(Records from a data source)
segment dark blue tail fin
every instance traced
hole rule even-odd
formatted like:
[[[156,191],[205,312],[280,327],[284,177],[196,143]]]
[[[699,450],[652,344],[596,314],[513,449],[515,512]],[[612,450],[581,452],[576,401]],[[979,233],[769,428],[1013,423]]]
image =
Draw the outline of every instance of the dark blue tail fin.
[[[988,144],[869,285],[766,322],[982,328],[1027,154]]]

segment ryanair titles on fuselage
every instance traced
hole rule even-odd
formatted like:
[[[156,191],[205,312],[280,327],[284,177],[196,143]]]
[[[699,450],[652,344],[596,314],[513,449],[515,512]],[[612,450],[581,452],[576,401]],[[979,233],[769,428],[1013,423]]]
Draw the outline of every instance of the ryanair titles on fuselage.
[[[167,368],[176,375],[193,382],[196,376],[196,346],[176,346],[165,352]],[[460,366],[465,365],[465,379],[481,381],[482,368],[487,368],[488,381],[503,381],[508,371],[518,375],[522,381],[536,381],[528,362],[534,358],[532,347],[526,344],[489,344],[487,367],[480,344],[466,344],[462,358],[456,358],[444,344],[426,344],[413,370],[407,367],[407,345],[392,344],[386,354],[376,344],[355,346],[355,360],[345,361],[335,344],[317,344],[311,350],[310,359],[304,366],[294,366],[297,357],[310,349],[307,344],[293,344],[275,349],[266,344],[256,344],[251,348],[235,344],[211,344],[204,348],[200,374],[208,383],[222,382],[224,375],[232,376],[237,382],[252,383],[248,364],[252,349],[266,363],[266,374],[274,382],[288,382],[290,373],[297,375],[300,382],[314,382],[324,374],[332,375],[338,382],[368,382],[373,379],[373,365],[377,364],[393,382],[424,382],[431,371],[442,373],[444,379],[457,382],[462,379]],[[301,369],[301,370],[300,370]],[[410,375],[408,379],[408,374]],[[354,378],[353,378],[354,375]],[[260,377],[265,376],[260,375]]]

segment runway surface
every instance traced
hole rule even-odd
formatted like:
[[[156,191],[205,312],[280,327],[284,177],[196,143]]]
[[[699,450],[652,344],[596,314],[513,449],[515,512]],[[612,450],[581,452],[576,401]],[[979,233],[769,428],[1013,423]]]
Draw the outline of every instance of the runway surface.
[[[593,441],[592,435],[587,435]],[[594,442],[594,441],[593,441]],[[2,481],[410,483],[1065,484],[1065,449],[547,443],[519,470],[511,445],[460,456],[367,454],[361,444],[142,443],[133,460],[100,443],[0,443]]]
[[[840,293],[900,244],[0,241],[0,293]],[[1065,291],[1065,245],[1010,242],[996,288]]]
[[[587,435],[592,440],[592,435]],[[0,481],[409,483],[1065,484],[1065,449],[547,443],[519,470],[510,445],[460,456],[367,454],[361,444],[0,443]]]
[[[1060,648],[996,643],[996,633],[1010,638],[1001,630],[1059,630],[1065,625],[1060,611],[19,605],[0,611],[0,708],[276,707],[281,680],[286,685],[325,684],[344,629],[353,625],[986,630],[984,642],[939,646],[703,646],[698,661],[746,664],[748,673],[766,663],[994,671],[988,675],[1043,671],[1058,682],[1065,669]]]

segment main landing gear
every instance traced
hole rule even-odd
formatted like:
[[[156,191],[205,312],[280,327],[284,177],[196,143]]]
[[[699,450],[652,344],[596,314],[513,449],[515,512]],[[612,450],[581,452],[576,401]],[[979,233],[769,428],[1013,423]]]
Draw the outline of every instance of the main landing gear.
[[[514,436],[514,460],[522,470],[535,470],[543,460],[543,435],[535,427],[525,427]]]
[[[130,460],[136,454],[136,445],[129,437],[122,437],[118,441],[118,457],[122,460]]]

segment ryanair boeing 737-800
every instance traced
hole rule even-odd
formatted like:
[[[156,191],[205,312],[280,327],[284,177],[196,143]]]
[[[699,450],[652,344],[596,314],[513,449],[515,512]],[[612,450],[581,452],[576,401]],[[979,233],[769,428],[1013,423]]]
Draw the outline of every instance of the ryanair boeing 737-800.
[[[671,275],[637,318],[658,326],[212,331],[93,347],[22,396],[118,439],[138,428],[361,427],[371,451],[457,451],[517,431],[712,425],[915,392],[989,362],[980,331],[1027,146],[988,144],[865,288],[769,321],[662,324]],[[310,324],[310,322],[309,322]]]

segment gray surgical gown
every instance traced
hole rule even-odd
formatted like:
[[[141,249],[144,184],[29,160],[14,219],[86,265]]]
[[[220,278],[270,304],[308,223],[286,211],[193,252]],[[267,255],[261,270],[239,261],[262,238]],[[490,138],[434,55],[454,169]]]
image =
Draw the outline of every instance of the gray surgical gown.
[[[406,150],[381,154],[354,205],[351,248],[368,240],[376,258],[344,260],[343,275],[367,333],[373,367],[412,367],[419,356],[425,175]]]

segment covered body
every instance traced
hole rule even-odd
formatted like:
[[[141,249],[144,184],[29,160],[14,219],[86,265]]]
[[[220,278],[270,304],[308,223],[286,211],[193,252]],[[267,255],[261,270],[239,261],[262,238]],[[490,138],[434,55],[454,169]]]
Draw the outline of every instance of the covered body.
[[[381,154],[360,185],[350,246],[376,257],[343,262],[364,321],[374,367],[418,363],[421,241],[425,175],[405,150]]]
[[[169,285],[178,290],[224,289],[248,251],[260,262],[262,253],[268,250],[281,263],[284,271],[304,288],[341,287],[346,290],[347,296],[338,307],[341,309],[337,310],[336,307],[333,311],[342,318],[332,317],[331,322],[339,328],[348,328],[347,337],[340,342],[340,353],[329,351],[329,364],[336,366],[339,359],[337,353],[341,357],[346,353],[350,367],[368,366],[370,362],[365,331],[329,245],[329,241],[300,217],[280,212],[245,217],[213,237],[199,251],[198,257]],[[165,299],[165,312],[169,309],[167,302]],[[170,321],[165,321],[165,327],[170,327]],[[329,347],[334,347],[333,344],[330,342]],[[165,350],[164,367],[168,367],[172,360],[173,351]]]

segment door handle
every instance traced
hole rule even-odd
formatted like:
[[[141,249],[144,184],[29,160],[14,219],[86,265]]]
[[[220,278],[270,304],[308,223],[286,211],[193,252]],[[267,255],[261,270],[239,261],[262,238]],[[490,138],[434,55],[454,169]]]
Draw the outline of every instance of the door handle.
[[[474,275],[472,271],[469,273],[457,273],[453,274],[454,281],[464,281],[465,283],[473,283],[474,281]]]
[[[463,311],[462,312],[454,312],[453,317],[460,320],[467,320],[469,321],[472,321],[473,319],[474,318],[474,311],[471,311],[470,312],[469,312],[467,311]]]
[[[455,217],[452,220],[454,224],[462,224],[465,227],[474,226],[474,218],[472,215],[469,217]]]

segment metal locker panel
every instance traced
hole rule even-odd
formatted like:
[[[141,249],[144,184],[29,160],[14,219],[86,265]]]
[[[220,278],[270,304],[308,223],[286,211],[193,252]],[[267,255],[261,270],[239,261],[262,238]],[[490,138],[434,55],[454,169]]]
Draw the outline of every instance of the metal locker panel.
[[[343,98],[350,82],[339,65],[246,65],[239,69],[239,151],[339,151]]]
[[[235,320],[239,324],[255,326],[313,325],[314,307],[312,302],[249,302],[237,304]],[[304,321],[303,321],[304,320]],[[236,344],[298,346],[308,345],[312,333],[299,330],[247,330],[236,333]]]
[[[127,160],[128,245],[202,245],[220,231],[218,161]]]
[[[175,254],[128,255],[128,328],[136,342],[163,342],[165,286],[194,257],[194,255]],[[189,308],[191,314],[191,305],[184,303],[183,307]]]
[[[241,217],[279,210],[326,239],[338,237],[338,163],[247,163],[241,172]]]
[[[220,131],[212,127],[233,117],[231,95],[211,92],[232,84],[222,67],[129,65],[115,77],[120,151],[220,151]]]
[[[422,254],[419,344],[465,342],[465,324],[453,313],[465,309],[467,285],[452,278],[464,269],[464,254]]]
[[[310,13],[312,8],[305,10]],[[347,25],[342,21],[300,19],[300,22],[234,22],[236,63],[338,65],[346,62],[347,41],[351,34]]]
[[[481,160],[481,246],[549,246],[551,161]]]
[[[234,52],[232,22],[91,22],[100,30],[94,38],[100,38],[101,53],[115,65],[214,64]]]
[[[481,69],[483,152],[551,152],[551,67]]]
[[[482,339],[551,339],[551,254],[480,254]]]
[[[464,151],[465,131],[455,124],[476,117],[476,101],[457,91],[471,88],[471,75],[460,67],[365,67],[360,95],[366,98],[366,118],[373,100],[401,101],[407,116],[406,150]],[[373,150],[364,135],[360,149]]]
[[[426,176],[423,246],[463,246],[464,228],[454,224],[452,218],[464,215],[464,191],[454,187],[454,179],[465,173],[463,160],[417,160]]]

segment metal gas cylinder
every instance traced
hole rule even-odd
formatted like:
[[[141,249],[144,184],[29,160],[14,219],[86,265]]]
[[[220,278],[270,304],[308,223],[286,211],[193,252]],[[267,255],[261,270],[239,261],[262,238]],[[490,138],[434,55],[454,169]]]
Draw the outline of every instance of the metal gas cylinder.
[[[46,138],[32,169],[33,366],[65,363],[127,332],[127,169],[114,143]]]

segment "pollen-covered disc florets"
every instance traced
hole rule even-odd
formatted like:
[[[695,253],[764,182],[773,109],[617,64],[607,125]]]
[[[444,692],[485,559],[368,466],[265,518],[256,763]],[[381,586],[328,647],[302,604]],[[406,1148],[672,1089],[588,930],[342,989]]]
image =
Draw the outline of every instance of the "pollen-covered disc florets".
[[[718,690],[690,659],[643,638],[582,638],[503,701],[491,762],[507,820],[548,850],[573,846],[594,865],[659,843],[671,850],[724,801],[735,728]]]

* **Stated exercise**: Can you repeat the rows from the start through the line that contains "[[[988,144],[869,285],[766,322],[982,328],[1027,154]]]", replacing "tail fin" with "vertical stabilizer" and leaving everything else unchanged?

* **The result**:
segment dark blue vertical stabilizer
every instance traced
hole rule even-odd
formatted like:
[[[156,191],[205,312],[280,327],[284,177],[196,143]]]
[[[699,450],[652,344],[596,314],[513,449],[515,512]],[[612,450],[581,452],[576,401]],[[979,233],[769,428],[1013,423]]]
image =
Draw the outline of every instance of the dark blue vertical stabilizer.
[[[988,144],[869,285],[766,322],[982,328],[1027,154]]]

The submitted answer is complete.